▶ [EXTRACTED TEXT]
When Robert F. Kennedy’s body lay in state at New York’s St. Patrick’s Cathedral on Friday, June 7, 1968, I was asked to help with the planning and the details of that day. The passage of time has not helped me to overcome the painful and emotional experience of what I saw, heard and felt even though I was just a little cog in a very big wheel.

Next week it will be fifty years since Robert F. Kennedy was shot in Los Angeles very early in the a.m. on June 5, 1968 after learning that he had beaten Sen. Eugene McCarthy in the California presidential primary on Tuesday, June 4, 1968.

After Kennedy’s death at around 1 a.m. PDT  on June 6, I got a call later that morning from Phil Ryan, a former colleague in the United States Attorney’s Office for the Southern District of New York. Phil ran Kennedy’s New York office. Phil asked me if I would help him with the planning for a rotating “honor guard” to stand facing the casket in the center aisle of the cathedral. He asked me to meet him in an hour at Park Agency in the old Pan Am building, a Kennedy family office run by Steve Smith, Kennedy’s brother-in-law.

When I got to the office, a list of those selected to serve was handed to us by C. Douglas Dillon. Those on the list were told to appear at the Madison Avenue entrance to the cathedral the next day, June 7, 1968 and to ask for us. While many on the list were well known public and Kennedy family names, many were not.

One of the names was Stanley Tretick, a photo journalist close to President Kennedy and the family. He had taken many of the iconic photos of the Kennedys, including the picture of John F. Kennedy, Jr. under the President’s oval office desk. He was very close to Sen. Kennedy but not well known to the public.

It was 91 degrees outside. The line to enter the cathedral went up Fifth Avenue from 50th Street to Central Park. Inside, without air conditioning, it was dangerously hot and humid.

We told the first persons flanking the casket as “honor guard” that we would relieve them in thirty minutes after the public was admitted. (None of them would leave when the time came although all were dripping with perspiration.  Eventually they did.) When the guards accepted their replacements throughout the day, similar unwillingness to leave and to be replaced was typical.

▶ [WORK TO DO]
In the account of Robert F. Kennedy's lying in state, rewrite the passage beginning at "One of the names" and stopping after "replaced was typical.", changing "Fifth Avenue" to "Park Avenue".

▶ [MATERIAL SUPPLIED]
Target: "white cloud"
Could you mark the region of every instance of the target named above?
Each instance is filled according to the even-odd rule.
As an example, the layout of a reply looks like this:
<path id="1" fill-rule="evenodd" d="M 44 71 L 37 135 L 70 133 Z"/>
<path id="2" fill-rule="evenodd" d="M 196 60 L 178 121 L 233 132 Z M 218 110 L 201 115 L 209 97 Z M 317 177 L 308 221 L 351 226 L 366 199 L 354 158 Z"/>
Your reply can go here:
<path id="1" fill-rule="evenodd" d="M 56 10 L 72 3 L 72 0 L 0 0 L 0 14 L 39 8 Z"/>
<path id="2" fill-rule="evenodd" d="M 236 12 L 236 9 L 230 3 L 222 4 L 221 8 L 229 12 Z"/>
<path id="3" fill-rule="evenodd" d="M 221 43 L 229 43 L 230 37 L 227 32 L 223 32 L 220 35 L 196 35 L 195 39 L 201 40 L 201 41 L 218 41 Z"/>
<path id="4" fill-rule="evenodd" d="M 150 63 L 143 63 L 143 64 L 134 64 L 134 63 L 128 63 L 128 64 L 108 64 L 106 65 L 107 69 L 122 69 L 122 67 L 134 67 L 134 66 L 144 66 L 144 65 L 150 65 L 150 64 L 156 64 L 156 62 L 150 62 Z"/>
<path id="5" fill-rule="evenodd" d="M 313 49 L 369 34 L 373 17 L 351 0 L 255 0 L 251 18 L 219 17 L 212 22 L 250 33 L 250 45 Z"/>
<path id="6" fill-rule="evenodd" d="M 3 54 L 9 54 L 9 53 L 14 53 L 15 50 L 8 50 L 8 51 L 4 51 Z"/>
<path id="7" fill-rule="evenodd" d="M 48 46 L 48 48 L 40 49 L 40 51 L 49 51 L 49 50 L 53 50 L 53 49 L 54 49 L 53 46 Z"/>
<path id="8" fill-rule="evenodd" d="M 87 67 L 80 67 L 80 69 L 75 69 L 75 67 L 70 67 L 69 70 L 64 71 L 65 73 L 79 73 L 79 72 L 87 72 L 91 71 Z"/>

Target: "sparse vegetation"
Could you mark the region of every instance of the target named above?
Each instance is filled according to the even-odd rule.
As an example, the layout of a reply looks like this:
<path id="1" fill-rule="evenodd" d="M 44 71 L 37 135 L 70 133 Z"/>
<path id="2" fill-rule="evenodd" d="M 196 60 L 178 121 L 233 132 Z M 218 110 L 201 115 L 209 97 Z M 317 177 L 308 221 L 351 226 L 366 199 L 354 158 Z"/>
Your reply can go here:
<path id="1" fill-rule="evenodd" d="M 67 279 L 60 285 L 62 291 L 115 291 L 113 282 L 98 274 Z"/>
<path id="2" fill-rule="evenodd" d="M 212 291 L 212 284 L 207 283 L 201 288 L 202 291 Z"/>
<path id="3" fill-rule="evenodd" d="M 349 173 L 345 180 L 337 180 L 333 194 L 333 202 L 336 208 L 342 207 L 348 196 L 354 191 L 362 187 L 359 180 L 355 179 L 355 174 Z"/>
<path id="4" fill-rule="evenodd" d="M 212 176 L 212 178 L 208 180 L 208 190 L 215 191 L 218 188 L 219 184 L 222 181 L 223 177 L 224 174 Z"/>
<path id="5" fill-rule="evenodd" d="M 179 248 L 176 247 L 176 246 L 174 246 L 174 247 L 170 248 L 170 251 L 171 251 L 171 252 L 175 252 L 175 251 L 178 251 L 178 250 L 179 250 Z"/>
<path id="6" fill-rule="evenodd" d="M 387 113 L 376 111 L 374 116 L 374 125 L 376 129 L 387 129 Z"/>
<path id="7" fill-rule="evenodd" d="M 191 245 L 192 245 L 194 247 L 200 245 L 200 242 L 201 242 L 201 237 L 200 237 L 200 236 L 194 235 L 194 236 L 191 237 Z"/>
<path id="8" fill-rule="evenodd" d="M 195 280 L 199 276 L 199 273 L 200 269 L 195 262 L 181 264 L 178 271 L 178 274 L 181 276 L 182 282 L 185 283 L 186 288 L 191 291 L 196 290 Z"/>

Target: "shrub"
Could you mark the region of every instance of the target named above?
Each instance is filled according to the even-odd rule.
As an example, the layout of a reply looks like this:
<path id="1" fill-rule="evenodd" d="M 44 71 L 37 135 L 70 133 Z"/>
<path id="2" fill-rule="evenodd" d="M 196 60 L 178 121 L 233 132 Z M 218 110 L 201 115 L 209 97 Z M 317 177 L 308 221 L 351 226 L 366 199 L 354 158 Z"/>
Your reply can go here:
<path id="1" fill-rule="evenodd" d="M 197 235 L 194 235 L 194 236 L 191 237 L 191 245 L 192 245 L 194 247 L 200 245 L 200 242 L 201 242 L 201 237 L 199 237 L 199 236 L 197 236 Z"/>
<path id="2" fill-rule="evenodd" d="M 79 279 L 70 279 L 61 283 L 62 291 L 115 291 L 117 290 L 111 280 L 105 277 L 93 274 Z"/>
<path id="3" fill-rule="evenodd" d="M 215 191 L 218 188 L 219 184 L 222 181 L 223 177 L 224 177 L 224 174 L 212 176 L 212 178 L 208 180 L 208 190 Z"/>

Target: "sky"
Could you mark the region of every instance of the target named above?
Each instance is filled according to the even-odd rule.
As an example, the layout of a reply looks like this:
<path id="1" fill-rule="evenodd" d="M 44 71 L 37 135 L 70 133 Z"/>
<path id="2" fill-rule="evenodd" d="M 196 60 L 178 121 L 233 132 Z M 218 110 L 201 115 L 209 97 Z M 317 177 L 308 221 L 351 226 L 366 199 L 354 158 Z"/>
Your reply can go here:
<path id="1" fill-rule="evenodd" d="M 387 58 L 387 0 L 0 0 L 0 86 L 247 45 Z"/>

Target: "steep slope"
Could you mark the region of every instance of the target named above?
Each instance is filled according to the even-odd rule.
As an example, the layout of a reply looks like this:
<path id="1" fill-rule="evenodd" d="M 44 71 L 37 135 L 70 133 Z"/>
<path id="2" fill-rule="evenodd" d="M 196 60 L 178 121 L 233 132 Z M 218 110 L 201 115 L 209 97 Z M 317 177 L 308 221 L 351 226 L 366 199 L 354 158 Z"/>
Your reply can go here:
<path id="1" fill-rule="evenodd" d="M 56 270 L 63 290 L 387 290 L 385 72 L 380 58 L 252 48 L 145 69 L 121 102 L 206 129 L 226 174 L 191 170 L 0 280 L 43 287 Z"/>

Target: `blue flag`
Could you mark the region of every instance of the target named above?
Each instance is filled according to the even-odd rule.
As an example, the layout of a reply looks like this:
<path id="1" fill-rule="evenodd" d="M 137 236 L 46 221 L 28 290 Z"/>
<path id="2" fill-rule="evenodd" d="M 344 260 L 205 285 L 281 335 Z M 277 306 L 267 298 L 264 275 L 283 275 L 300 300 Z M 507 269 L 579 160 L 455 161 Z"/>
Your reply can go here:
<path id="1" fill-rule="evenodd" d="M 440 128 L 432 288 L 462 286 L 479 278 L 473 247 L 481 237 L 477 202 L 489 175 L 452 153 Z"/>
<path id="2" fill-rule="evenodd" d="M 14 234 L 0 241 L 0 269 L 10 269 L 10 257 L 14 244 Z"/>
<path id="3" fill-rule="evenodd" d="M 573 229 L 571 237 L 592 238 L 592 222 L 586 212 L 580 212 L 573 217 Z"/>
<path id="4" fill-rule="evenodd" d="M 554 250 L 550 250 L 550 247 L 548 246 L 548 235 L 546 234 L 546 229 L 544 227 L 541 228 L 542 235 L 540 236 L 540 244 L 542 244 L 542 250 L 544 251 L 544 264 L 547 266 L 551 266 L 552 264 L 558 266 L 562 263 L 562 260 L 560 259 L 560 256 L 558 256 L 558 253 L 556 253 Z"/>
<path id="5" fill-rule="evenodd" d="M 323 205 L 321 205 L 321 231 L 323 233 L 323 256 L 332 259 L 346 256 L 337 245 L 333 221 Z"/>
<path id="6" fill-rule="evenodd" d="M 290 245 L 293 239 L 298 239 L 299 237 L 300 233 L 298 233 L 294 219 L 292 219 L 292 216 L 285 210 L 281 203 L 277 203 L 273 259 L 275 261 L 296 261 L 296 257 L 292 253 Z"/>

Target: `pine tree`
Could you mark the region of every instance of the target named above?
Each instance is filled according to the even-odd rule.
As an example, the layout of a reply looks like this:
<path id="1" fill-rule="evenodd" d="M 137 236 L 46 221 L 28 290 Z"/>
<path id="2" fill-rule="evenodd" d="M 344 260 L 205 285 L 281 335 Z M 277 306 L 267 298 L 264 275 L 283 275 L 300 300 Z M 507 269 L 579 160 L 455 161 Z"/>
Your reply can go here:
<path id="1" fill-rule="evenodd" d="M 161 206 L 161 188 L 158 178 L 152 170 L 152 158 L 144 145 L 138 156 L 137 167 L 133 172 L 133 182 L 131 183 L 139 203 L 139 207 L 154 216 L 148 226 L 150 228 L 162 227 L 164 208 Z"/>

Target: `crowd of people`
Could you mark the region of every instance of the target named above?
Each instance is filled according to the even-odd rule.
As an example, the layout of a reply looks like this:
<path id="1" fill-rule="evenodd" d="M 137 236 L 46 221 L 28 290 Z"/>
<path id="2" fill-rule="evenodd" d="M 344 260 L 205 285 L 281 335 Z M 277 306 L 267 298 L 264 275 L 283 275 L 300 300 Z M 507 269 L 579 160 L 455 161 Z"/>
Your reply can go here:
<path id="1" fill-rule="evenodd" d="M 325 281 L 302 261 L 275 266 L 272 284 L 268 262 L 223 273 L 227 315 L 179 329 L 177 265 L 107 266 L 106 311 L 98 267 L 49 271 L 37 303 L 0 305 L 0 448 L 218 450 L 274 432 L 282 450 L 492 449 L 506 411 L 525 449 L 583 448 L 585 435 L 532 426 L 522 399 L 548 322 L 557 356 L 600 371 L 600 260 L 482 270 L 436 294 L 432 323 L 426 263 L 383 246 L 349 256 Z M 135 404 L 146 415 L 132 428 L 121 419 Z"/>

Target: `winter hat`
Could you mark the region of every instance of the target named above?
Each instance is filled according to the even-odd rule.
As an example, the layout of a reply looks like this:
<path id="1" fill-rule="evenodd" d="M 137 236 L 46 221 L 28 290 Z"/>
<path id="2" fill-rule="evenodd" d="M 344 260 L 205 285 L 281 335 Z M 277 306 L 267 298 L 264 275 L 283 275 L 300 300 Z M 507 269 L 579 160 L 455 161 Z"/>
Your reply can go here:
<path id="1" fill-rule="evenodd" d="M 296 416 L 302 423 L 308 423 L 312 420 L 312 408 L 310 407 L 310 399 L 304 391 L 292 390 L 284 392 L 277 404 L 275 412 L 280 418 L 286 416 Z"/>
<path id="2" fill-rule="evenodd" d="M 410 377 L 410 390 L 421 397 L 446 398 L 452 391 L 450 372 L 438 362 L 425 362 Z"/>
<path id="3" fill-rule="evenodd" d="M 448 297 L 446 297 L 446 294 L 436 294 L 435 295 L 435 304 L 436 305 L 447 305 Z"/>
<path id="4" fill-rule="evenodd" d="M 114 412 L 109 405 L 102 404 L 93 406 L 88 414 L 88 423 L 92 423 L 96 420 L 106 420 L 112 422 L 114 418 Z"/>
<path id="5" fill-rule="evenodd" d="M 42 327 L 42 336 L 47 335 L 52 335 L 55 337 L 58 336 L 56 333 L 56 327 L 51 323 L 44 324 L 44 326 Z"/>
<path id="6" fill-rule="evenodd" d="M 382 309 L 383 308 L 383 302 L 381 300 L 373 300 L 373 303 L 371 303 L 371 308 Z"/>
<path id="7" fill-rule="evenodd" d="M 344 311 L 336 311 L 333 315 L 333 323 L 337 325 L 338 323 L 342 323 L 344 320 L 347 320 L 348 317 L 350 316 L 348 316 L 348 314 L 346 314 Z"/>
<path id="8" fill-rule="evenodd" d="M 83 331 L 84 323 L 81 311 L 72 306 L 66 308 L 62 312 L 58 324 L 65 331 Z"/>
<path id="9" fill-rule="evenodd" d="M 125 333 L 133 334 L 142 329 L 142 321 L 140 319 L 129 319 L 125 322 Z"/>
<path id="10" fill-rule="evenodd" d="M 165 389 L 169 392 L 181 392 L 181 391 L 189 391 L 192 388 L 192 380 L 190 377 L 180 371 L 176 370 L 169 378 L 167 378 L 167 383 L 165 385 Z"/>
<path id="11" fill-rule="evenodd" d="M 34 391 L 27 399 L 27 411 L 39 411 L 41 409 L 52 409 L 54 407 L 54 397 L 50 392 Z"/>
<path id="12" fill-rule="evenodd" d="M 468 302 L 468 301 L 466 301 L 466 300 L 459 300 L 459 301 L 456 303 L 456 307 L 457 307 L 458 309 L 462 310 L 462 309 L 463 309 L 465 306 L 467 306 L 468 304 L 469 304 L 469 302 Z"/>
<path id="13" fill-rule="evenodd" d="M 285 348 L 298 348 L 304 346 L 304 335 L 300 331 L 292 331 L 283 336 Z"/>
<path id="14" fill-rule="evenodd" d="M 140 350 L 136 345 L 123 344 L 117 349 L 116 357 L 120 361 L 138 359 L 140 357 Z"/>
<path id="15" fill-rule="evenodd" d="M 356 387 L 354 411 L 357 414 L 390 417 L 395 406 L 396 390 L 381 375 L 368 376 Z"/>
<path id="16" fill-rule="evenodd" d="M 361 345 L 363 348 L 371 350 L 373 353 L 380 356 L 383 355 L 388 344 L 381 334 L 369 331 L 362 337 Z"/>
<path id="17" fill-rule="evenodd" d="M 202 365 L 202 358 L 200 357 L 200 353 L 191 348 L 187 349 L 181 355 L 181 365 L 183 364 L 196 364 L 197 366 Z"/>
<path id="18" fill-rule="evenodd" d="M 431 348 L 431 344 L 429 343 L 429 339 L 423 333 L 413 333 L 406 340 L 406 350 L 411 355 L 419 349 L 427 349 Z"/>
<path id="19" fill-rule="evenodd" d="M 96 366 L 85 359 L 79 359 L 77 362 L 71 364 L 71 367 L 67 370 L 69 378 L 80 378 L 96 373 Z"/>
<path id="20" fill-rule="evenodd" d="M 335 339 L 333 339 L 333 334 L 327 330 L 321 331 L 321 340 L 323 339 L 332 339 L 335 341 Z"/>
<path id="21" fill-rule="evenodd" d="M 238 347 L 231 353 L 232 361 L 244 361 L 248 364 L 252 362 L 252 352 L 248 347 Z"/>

▶ [ANSWER TO THIS TASK]
One of the names was Stanley Tretick, a photo journalist close to President Kennedy and the family. He had taken many of the iconic photos of the Kennedys, including the picture of John F. Kennedy, Jr. under the President’s oval office desk. He was very close to Sen. Kennedy but not well known to the public.

It was 91 degrees outside. The line to enter the cathedral went up Park Avenue from 50th Street to Central Park. Inside, without air conditioning, it was dangerously hot and humid.

We told the first persons flanking the casket as “honor guard” that we would relieve them in thirty minutes after the public was admitted. (None of them would leave when the time came although all were dripping with perspiration.  Eventually they did.) When the guards accepted their replacements throughout the day, similar unwillingness to leave and to be replaced was typical.